**Data excerpts:**
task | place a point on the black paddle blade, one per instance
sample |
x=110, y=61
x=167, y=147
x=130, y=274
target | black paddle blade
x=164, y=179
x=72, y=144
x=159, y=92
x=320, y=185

**How to complete this task:**
Please output all of the entries without changing a single character.

**Completed task:**
task | place a point on the black paddle blade, one per instance
sample |
x=110, y=61
x=167, y=147
x=130, y=274
target | black paddle blade
x=164, y=179
x=72, y=144
x=159, y=92
x=320, y=185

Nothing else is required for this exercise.